— Requirement A —
Reproduce without alteration the part of the birch syrup thread below that opens with the words containing "I did some research, about" and closes with "use other types of trees.".
— Requirement B —
State whether each statement agrees with the birch syrup thread below, answering yes or no and quoting the deciding words of the thread: (i) A participant could locate birch syrup online only from a source in Alaska. (ii) Sugar maple sap is described as approximately 2% sugar. (iii) Forest Meister describes the taste of birch syrup.

Document section below:

# Birch Syrup



## Forest Meister (Mar 7, 2010)

Lots of chatter and excitement this time of year concerning the tapping of sugar maple and other trees in the maple family but how many of you guys (and gals) have tapped white birch? Birch syrup definitely has a different flavor than maple syrup. 

I won't give away what it tastes like to me so as not to influence others. FM


----------



## multibeard (Mar 3, 2002)

I have tasted it. 

Enough said.

My nephew sent me some from a place that he worked at in AK. They made a bunch of different stuff and put it in small fancy bottles for the tourons.

I still have a bunch of bottles of various concoctions at my other house. I can not remember what some of the stuff was but it was different.


----------



## Fishndude (Feb 22, 2003)

If Birch syrup was better than Maple syrup, you would find it in stores in greater quantities than Maple syrup. I'll stick with what I know, which is making Maple syrup. Maple syrup has been good for my family for a very long time.


----------



## Anish (Mar 6, 2009)

Cool thing about birch syrup is, it's good for sore throats.


----------



## MSUFW07 (Jan 22, 2009)

I saw this thread yesterday and tried to find birch syrup online. Only place I could find it was out of Alaska, and even with that its not available until April, during their sap season. My in-laws make maple syrup, cant remember how many taps and buckets etc. But there are nights they boil all night long and only shut down to empty the ashes from the boiler. I would really like to try some birch syrup, just to taste the difference. 

To reply to Fishndude, I think the reason that you don't see much birch syrup around here is because it isn't as know as maple but if you get up further north where there are not nearly as many maples, you have to find something to get sap from and there are plenty of birch. Read that you can make syrup that isn't to bad out of hickory sap also, but I don't see myself tapping my hickory trees in the front yard anytime soon. My FIL might rethink me being part of the family then.


----------



## Fishndude (Feb 22, 2003)

I did some research, about 25 years ago, when I first made maple syrup. What I found was that Sugar Maple trees have sap that is approximately 2% sugar, while other types of Maple trees have .66% sugar concentration in the sap. Since the Sugar Maples give about 3x the amount of syrup for the same amount of sap, people usually tap Sugar Maples. I also found that you can make syrup out of virtually any type of hardwood sap. Birch, Hickory, Oak, etc. However, the result isn't as good as Maple syrup, and the yield is far lower if you use other types of trees. 
But don't let me discourage anyone from trying to make syrup from other types of trees. Please report back with your results.

End of Document section.
Entries supplied below:

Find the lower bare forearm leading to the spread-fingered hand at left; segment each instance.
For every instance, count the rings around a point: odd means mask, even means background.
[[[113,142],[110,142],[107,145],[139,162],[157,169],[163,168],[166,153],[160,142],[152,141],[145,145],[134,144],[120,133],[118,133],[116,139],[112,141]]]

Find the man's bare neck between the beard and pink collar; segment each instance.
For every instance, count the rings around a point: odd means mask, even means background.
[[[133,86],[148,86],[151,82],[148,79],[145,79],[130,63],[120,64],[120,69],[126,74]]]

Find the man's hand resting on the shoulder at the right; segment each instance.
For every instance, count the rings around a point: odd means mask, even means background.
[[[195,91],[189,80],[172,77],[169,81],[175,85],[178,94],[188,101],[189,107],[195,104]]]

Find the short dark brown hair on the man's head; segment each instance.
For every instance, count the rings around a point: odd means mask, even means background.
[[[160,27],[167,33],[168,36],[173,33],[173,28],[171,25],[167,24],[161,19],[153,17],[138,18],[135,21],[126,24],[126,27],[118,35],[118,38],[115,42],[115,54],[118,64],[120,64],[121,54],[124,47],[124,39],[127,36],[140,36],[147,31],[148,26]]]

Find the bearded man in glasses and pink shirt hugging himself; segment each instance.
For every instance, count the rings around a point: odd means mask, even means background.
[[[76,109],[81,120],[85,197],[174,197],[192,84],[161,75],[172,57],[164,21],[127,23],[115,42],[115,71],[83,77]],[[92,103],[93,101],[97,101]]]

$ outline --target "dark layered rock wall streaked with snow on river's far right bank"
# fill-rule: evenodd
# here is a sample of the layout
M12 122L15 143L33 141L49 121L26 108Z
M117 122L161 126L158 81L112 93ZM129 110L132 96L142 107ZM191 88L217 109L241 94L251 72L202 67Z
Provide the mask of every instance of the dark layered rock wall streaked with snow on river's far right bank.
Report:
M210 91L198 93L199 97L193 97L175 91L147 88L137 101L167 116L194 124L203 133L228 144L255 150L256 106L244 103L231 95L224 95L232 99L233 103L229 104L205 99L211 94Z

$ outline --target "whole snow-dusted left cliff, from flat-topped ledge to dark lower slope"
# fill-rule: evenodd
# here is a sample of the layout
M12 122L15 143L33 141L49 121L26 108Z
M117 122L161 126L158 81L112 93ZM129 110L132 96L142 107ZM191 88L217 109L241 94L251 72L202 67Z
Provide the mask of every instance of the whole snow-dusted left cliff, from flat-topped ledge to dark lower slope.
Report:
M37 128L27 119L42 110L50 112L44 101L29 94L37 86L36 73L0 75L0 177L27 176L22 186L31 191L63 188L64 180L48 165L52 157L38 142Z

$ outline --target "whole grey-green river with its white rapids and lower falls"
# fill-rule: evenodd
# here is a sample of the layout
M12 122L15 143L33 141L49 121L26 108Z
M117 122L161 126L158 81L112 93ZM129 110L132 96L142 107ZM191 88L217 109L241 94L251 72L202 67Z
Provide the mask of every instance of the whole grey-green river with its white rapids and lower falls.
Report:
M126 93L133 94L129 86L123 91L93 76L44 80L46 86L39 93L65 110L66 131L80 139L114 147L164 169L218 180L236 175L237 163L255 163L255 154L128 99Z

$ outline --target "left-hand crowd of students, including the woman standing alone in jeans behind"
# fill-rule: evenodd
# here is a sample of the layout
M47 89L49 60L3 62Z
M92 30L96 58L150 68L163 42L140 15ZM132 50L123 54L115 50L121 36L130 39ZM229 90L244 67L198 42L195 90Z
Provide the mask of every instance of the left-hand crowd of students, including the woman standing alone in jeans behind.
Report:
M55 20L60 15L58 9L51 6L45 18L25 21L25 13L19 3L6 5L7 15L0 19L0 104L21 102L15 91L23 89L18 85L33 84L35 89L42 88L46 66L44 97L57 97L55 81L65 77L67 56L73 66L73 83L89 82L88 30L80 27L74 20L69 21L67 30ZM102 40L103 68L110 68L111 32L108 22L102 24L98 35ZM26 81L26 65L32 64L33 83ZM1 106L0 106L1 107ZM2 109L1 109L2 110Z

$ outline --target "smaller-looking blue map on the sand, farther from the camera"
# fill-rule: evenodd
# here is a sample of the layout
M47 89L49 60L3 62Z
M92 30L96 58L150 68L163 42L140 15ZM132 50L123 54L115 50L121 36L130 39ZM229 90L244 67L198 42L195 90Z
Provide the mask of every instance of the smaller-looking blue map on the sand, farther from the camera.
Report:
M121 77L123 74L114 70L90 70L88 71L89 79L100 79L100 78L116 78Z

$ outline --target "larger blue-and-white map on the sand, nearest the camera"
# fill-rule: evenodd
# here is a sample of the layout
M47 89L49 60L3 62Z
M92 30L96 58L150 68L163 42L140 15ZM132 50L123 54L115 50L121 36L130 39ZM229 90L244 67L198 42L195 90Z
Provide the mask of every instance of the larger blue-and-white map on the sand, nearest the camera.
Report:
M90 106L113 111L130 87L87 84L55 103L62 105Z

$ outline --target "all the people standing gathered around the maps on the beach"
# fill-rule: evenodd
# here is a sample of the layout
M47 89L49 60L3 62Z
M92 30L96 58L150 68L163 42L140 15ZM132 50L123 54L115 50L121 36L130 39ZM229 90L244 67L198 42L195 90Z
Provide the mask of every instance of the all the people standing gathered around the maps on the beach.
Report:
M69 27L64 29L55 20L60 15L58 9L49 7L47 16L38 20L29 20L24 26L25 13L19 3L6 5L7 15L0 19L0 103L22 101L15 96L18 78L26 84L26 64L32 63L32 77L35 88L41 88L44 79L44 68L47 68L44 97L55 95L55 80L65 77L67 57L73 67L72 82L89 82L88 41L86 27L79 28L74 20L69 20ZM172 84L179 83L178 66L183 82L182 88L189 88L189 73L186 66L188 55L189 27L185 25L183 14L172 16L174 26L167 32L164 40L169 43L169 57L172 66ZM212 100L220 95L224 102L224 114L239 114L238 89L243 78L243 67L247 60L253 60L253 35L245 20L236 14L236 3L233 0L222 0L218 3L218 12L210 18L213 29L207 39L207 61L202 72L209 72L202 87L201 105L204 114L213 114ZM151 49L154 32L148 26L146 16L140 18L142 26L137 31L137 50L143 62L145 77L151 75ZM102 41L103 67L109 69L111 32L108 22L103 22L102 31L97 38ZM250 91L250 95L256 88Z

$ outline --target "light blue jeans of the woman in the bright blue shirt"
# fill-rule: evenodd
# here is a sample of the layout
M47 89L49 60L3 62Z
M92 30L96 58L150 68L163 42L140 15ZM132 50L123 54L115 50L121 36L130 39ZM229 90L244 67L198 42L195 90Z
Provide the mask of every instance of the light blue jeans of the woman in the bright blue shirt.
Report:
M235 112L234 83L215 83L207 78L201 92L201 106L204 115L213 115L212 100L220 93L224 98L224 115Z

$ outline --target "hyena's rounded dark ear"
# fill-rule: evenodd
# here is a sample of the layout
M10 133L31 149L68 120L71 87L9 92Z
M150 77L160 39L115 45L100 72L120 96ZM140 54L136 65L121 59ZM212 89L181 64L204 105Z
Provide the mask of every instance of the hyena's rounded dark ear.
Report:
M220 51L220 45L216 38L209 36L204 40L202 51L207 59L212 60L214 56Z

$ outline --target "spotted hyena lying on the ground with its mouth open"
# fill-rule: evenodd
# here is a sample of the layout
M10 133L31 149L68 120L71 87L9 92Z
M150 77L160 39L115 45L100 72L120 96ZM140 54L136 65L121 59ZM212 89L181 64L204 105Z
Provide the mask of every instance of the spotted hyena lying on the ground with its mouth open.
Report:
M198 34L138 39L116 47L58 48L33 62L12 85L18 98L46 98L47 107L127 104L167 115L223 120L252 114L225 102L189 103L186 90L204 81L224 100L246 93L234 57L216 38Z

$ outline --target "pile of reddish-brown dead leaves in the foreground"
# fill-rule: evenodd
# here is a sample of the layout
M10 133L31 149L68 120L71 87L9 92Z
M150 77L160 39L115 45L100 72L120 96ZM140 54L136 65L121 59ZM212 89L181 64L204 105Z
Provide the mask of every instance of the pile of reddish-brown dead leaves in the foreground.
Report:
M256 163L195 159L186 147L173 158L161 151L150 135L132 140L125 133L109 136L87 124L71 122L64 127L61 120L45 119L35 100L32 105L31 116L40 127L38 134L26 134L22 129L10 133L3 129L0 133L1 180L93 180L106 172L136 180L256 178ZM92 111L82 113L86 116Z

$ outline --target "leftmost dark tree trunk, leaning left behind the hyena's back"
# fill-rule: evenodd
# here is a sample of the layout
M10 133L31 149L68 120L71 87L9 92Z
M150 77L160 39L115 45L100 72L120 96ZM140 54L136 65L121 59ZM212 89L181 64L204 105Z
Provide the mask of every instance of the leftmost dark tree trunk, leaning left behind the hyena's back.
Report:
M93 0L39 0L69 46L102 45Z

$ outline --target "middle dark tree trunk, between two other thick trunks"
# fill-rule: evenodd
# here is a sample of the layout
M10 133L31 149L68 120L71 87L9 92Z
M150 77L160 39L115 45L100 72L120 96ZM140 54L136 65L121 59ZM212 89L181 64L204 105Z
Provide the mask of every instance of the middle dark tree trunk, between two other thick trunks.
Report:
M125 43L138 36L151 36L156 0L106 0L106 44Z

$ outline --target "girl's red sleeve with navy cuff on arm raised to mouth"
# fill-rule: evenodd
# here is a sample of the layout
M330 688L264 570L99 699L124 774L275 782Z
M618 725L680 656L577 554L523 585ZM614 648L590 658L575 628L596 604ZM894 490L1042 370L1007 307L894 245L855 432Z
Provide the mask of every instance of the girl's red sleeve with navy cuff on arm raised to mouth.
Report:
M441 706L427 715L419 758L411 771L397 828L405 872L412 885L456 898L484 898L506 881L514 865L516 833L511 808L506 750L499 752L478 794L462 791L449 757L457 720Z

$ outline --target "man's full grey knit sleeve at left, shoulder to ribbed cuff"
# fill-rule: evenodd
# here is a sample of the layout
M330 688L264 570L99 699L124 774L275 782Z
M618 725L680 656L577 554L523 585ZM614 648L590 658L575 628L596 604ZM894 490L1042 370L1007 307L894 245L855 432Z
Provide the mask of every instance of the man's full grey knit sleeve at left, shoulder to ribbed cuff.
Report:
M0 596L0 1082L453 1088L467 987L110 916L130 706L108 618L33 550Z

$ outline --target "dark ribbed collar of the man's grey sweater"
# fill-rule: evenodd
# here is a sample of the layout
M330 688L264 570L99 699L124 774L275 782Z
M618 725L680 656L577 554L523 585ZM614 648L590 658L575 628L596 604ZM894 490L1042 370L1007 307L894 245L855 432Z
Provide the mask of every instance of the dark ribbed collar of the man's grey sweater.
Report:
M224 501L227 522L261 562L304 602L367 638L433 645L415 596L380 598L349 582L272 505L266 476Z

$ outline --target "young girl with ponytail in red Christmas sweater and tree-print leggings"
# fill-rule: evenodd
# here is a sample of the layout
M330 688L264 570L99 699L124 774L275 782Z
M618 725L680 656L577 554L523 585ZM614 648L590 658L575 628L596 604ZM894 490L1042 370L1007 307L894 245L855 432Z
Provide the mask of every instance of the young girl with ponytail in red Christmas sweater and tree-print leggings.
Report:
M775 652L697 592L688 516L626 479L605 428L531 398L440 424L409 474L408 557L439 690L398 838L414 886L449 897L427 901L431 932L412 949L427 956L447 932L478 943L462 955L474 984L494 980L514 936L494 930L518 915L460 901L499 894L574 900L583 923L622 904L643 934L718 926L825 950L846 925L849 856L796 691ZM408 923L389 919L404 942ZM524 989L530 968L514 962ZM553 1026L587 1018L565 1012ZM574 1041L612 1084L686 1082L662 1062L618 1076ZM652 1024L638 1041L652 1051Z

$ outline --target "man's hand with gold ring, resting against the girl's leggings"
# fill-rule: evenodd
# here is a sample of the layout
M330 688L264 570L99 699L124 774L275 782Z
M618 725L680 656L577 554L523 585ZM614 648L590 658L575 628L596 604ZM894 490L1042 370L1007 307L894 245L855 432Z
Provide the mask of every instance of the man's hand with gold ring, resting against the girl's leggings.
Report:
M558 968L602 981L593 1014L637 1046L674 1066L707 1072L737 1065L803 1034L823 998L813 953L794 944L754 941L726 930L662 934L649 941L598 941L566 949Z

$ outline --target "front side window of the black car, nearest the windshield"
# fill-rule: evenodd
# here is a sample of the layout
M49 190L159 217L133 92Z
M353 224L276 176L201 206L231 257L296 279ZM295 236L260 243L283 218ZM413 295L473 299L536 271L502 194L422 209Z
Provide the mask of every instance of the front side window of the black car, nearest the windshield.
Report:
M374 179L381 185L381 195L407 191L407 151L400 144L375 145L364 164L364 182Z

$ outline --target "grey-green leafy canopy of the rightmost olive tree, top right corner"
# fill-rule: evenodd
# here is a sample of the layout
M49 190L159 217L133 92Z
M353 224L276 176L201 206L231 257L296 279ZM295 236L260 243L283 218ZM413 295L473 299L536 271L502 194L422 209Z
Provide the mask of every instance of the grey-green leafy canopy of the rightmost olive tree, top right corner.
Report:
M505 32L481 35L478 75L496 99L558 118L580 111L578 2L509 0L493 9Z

End of Entries supplied.

— Task solution A —
I did some research, about 25 years ago, when I first made maple syrup. What I found was that Sugar Maple trees have sap that is approximately 2% sugar, while other types of Maple trees have .66% sugar concentration in the sap. Since the Sugar Maples give about 3x the amount of syrup for the same amount of sap, people usually tap Sugar Maples. I also found that you can make syrup out of virtually any type of hardwood sap. Birch, Hickory, Oak, etc. However, the result isn't as good as Maple syrup, and the yield is far lower if you use other types of trees.

— Task solution B —
(i) Yes: "Only place I could find it was out of Alaska"
(ii) Yes: "Sugar Maple trees have sap that is approximately 2% sugar"
(iii) No: "I won't give away what it tastes like to me so as not to influence others."